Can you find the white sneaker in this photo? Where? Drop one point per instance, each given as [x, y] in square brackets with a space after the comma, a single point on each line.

--

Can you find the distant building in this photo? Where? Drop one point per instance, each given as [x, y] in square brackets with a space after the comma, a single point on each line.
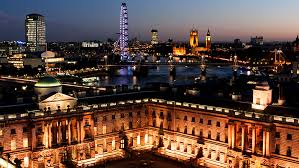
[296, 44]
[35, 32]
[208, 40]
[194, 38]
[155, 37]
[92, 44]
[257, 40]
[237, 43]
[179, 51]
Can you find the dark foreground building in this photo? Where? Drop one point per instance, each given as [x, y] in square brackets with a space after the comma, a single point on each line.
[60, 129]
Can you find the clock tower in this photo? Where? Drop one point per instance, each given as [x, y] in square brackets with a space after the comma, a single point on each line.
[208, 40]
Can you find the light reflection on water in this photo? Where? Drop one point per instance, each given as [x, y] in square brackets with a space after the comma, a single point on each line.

§ The exercise:
Rescale the point coordinates in everything from the line containing "Can you find the clock" down to and including the line containing "Can you find the light". Write out only those lines, requests included, with each coordinate multiplied by 2.3 and rounded to a whole number, halves rounded up.

§ Expected output:
Can you find the clock tower in this photo? Where? Drop one point per instance, each given as [x, y] in square brackets with a space after the comma, a single point on each line.
[478, 92]
Can you find the light reflection on water in this photo? Where? Drop one point per instance, each given as [x, y] in square brackets with a space after the comma, a single point on each line.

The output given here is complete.